▸ DOCUMENT SECTION
(begin)

AUBURN, Ala. — It was Malkom Parrish who hit the Auburn running back out of bounds. It was D’Andre Walker who illegally leaped to try to block a punt. It was Jayson Stanley who was called for punt-catch interference. It was Sony Michel who was flagged for unsportsmanlike conduct. It was Mecole Hardman who muffed the fair catch. You’ll recognize them all as Georgia football players.

Yet this is what we heard from Kirby Smart after the No. 1-ranked Bulldogs tumbled against No. 10 Auburn 40-17 on Saturday at Jordan-Hare Stadium: “I’m the one responsible for what we just did. I’m not running away from that.”

The coach who always says “humility is a week away” was remarkably humble and gracious in defeat Saturday. Most of us media-types assembled in the cramped, windowless room underneath the north grandstands expected a spittin’-and-cussin’ mad coach to emerge from the Georgia locker room for the postgame presser.

The thinking was his team had just violated every principle on which Smart is building his program. You know, poise and toughness and being physical and discipline.

That last word probably should be in all caps — DISCIPLINE.

Yet that’s not what we got. Smart shouldered the blame. The only finger he pointed was a thumb back to himself.

Oh, he was disappointed. For sure. It was all over his face. It draped his demeanor.

But the Bulldogs’ second-year coach said he felt his team learned some valuable lessons Saturday. And perhaps he did, too.

“I’m the one in charge,” Smart said with a shrug. “… It was a momentum game, and we certainly lost the momentum there with some really, really uncharacteristic, dumb penalties. Between the penalties and the fact that they were more physical than us on both lines of scrimmage. That’s on me. We’ve got to get up and go get better.”

(end)

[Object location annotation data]
(begin)

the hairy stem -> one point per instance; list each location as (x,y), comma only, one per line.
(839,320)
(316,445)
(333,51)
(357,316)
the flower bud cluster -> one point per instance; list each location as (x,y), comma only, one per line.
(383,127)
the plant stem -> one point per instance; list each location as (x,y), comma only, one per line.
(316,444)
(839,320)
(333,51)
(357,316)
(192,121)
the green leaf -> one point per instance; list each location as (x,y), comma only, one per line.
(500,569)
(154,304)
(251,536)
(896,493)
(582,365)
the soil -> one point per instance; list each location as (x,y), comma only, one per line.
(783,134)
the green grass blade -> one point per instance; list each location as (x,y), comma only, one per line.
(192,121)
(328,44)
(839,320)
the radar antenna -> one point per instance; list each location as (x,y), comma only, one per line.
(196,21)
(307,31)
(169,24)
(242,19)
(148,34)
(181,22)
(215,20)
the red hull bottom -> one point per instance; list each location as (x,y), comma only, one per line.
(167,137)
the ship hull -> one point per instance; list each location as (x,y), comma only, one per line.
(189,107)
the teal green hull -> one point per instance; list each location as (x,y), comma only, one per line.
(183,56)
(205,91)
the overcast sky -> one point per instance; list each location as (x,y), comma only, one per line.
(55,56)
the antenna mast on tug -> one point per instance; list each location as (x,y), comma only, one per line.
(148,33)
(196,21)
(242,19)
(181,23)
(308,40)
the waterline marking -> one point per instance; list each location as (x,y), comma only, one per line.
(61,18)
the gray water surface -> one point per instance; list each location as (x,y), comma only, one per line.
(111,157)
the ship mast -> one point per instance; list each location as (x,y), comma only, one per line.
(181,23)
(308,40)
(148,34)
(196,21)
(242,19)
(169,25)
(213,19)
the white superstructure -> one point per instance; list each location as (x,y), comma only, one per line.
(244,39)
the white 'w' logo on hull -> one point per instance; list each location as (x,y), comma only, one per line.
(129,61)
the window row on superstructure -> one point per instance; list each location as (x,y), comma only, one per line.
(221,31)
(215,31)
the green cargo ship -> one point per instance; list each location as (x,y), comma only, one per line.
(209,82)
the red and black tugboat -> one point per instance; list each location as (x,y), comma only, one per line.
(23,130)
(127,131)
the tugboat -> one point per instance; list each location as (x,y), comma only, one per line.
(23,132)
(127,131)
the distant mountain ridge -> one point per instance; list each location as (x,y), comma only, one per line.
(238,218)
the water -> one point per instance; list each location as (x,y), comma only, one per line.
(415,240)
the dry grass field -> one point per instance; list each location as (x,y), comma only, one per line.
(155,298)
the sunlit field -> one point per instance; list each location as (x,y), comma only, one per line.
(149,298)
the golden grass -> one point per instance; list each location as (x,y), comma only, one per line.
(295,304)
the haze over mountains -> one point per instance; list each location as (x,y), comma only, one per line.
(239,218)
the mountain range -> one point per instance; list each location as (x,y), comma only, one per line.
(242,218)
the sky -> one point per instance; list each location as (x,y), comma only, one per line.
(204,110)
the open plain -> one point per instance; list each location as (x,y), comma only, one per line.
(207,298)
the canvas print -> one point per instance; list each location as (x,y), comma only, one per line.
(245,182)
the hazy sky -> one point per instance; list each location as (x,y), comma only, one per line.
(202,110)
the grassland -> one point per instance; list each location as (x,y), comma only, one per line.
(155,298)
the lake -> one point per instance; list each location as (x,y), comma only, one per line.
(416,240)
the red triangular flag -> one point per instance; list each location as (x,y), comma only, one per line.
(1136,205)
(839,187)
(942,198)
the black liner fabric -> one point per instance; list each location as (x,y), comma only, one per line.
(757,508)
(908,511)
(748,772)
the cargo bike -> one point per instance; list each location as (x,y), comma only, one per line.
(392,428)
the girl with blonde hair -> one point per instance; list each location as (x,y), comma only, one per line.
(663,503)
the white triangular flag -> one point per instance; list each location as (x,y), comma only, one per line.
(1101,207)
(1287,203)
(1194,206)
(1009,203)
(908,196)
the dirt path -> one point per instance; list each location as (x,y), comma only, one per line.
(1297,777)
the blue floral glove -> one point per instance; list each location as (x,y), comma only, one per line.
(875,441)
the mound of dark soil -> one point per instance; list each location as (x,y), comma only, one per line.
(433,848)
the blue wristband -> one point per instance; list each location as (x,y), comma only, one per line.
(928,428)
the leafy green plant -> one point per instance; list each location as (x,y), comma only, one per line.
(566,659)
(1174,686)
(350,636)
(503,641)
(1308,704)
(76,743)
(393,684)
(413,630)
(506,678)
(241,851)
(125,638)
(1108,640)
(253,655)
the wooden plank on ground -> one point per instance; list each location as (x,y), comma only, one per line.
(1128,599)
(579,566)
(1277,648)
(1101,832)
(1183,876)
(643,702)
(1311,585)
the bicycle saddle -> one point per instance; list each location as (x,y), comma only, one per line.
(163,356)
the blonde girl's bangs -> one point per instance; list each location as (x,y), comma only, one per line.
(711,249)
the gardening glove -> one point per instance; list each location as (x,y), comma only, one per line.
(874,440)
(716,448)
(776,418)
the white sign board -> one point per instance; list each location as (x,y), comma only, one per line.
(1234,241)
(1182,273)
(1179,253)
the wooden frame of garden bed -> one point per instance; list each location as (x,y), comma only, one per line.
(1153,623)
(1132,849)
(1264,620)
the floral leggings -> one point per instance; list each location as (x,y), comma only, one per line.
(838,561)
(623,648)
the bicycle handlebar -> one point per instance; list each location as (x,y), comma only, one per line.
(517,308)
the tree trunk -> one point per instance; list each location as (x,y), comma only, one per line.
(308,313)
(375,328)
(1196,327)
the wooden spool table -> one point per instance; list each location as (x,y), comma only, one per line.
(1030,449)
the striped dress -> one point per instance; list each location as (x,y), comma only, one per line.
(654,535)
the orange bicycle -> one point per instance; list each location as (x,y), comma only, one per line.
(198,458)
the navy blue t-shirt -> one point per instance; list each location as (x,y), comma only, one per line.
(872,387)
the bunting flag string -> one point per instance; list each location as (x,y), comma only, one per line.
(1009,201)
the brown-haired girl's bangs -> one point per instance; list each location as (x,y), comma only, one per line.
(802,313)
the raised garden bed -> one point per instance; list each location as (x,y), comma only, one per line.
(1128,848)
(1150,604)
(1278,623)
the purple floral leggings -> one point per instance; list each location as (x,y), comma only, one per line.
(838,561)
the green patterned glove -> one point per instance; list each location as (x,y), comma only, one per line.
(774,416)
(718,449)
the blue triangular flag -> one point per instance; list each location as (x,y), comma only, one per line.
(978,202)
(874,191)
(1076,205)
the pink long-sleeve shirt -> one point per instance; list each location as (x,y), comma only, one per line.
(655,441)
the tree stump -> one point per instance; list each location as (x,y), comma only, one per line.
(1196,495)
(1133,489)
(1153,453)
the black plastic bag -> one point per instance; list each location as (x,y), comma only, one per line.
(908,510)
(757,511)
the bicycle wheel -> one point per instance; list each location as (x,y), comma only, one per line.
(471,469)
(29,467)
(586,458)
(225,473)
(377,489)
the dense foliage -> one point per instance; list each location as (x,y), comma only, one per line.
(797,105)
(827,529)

(end)

▸ PROBLEMS TO WORK ON
1 > According to the Georgia–Auburn game story, at which stadium did Auburn beat Georgia 40-17?
2 > Resume the Georgia–Auburn game story after its final quoted remark from Kirby Smart.

▸ ANSWERS TO THE EXERCISE
1 > Jordan-Hare Stadium

2 >
Georgia didn’t lose a championship here on The Plains on Saturday. That’s the best news out of all this. The Bulldogs’ history books are marred with pages where Auburn broke the Bulldogs’ hearts and knocked them out of title contention. And the Tigers have similar recordings in their annals. That comes with the territory of rivals annually playing each other in mid-November at the end of a season.

But the Bulldogs came unglued a bit. Composed all season, Georgia did things we hadn’t seen all year. There were the big mistakes, like those aforementioned personal-foul penalties and turnovers, but there were a lot of little things, too.

The Bulldogs jumped offsides. They dropped passes and whiffed on blocks. Georgia scored on the game’s first possession and on its last one. In between were a box car full of missed opportunities.

Walking away from it, Smart was as bewildered by it as much as distressed.

“We resorted to tactics we don’t usually do,” he said, shaking his head.

But Smart wasn’t perfect himself. Georgia was out of timeouts at the end of the first half when it was gifted with an unexpected late possession and scoring opportunity thanks to another terrific punt return by Hardman.

Taking over at the Auburn 26 with 22 seconds remaining in the second quarter, Smart called for a run. Michel managed barely a yard, Jake Fromm had to spike the ball and Rodrigo Blankenship’s 42-yard field goal attempt sailed wide right.

“Not a good decision there. Probably a mistake,” Smart said of himself. “If we had it to do over there, we would’ve probably thrown the ball. The thinking was that we didn’t want to get knocked out of field goal range, but we should’ve thrown the ball, no doubt.”

These kinds of games happen all the time in the NFL. A bad game can snowball on you at any moment and that’s compounded by a motivated opponent putting on a show before a rocking home crowd. That’s what happened at Jordan-Hare on Saturday.

The key is in where Smart and the Bulldogs go from here. They’ll be favored in their last two regular-season games against Kentucky at home and against Georgia Tech in Atlanta. What’s important now is that the Bulldogs dust themselves off and play like the tough and poised team that the playoff selection team deemed the best in America a few days ago.

That was Smart’s message to the players in the locker room, and it was the one he was delivering to the media and Georgia’s fan base in that clammy interview room beneath Jordan-Hare.

“This team will be defined by how they respond, not by what they did [Saturday],” Smart said. “Kentucky’s not going to feel sorry for us. We can’t let Auburn beat us twice.”

No, once like this was enough.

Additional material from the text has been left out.